- [Items]:
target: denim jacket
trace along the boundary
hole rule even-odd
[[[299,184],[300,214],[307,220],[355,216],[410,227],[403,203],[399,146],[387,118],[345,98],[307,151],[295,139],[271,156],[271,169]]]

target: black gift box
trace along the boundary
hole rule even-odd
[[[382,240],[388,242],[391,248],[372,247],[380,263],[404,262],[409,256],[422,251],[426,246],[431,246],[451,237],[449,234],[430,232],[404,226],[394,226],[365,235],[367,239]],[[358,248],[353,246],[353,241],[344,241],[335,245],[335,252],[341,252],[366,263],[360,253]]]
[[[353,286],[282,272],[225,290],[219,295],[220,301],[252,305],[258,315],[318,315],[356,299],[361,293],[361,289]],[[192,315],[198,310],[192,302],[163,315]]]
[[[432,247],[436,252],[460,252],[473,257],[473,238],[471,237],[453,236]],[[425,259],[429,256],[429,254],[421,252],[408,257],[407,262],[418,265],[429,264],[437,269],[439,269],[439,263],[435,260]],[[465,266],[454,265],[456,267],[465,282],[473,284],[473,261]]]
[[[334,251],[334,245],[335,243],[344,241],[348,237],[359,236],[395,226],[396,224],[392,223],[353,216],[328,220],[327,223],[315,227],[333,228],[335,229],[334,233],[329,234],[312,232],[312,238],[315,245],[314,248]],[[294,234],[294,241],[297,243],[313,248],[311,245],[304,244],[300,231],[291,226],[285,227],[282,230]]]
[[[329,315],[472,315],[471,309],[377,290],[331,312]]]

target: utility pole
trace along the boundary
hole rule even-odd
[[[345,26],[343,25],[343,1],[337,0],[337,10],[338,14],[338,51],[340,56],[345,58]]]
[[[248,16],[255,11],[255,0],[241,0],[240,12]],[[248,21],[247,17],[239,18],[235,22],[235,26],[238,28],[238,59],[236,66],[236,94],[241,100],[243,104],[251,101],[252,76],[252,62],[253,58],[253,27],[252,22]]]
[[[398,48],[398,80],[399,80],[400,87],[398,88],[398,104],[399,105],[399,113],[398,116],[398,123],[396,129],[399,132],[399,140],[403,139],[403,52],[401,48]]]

* * *

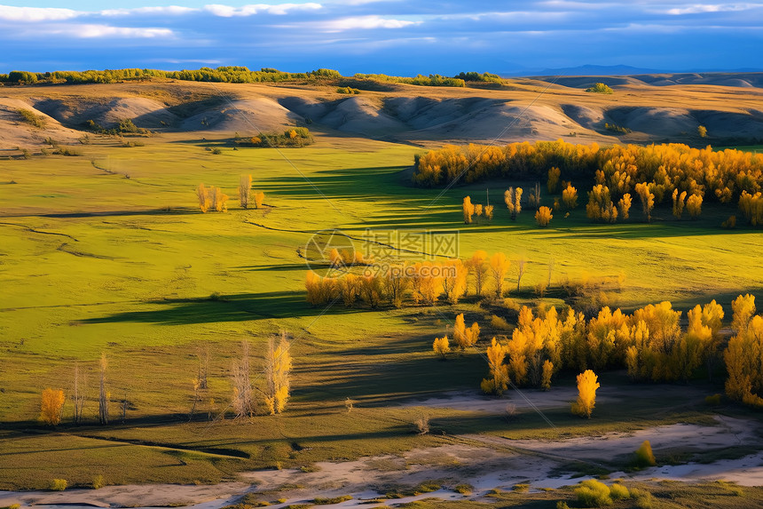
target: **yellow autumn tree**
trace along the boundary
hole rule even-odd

---

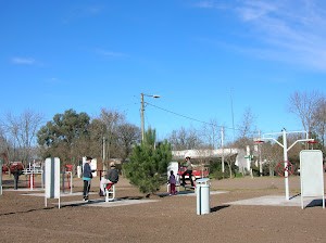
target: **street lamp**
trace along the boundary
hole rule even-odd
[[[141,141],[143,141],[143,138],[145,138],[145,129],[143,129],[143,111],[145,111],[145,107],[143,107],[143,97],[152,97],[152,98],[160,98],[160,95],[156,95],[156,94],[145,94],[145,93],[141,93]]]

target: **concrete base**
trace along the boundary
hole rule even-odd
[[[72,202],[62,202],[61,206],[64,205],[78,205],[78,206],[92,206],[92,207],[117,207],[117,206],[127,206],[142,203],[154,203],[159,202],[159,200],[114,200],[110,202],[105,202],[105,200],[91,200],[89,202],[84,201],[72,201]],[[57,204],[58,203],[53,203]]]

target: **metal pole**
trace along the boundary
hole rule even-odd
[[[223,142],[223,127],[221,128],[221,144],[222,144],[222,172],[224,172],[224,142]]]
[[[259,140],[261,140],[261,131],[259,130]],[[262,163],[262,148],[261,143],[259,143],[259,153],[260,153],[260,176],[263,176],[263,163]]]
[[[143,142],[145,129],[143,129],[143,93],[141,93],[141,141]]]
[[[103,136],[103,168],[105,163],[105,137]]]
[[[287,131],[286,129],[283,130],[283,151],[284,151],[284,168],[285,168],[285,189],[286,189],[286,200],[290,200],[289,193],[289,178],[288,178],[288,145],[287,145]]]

- [Brief]:
Render the records above as a Markdown table with the columns Row and Record line, starting at the line that contains "target: black gift box" and stopping after the line that contains "[[[329,315],[472,315],[471,309],[377,290],[331,312]]]". Number each row and omit blank lines.

- [Exercise output]:
| Row | Record line |
|---|---|
| 1 | target: black gift box |
| 2 | trace along the boundary |
| 3 | hole rule even-odd |
| 4 | [[[382,240],[388,242],[391,248],[372,247],[380,263],[404,262],[409,256],[422,251],[426,246],[431,246],[451,237],[449,234],[430,232],[404,226],[394,226],[365,235],[367,239]],[[358,248],[353,246],[353,241],[344,241],[335,245],[335,252],[341,252],[366,263],[360,253]]] |
| 5 | [[[353,286],[282,272],[225,290],[219,295],[220,301],[252,305],[258,315],[318,315],[356,299],[361,293],[361,289]],[[192,315],[198,310],[192,302],[163,315]]] |
| 6 | [[[432,247],[436,252],[460,252],[473,257],[473,238],[471,237],[453,236]],[[425,259],[429,256],[429,254],[421,252],[408,257],[407,262],[418,265],[429,264],[437,269],[439,269],[439,263],[435,260]],[[465,266],[454,265],[456,267],[465,282],[473,284],[473,261]]] |
| 7 | [[[334,251],[334,245],[335,243],[344,241],[348,237],[359,236],[395,226],[396,224],[392,223],[353,216],[328,220],[327,223],[315,227],[333,228],[335,229],[334,233],[329,234],[312,232],[312,238],[315,245],[314,248]],[[294,234],[294,241],[297,243],[313,248],[311,245],[304,244],[300,231],[291,226],[285,227],[282,230]]] |
| 8 | [[[329,315],[472,315],[471,309],[377,290],[331,312]]] |